start SUPPLIED RECORDS

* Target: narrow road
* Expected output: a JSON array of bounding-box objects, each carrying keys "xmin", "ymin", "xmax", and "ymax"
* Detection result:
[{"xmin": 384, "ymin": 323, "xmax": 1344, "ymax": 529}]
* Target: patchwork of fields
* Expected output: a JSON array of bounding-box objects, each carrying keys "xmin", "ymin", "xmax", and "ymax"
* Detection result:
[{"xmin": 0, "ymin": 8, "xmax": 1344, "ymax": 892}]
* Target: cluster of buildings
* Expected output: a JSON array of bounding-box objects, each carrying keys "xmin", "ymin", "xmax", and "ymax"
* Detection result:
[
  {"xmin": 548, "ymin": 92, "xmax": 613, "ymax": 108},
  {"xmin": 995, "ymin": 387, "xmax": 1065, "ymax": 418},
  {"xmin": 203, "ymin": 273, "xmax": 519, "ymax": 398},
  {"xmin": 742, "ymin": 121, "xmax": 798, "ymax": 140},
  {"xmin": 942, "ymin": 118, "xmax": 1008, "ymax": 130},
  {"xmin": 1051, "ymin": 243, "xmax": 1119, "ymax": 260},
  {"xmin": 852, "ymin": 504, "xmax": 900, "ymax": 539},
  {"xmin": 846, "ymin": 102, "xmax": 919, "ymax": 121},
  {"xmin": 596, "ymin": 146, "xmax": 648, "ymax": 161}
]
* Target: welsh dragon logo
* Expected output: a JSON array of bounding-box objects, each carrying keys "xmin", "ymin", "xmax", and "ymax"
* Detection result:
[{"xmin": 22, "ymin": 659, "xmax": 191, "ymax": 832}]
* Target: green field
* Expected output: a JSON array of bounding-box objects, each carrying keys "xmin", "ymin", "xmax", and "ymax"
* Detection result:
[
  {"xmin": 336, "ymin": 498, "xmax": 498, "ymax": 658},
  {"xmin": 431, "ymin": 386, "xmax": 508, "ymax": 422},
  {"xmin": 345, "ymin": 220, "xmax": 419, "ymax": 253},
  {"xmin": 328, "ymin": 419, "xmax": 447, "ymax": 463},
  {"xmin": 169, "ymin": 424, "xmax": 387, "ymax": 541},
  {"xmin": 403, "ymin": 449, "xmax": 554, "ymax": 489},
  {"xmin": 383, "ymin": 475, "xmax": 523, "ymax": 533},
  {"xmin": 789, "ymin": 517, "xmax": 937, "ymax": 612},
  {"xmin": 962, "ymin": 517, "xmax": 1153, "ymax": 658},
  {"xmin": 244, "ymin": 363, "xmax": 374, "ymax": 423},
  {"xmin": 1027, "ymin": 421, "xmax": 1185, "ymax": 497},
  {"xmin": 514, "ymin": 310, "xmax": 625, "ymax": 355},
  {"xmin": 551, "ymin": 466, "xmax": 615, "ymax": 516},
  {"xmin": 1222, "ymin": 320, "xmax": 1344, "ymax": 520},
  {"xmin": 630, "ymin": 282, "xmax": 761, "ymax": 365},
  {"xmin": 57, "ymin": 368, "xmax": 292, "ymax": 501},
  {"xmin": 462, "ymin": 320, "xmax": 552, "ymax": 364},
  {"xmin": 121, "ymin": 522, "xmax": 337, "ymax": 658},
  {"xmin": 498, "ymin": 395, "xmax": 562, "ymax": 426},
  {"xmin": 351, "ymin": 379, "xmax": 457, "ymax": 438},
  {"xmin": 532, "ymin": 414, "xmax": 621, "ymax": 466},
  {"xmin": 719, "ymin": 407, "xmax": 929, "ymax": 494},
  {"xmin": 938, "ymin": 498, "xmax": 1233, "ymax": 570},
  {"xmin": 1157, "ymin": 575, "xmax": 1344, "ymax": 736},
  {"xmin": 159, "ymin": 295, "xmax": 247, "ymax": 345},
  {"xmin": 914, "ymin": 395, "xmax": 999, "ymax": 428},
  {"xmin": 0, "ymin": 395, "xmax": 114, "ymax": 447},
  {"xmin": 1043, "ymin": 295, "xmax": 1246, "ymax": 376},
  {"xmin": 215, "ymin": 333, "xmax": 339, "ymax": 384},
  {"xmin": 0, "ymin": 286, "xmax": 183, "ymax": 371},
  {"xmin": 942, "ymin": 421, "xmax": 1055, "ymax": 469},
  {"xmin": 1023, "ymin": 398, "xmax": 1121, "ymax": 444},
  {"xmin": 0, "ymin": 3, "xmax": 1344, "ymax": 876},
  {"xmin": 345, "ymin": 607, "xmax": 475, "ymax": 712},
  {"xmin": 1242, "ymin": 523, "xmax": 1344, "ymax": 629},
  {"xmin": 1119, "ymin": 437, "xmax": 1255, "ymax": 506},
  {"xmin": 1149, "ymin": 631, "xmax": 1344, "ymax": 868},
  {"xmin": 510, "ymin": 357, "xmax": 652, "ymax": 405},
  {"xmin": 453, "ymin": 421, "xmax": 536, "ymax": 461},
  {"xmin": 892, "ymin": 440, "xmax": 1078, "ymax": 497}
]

end SUPPLIED RECORDS

EXERCISE DIRECTIONS ::
From the listing above, copy each line that contains the word "Target". Letter case counts.

SOLVED EXERCISE ::
* Target: narrow road
* Target: patchwork of fields
* Target: cluster of buildings
* Target: welsh dragon logo
* Target: green field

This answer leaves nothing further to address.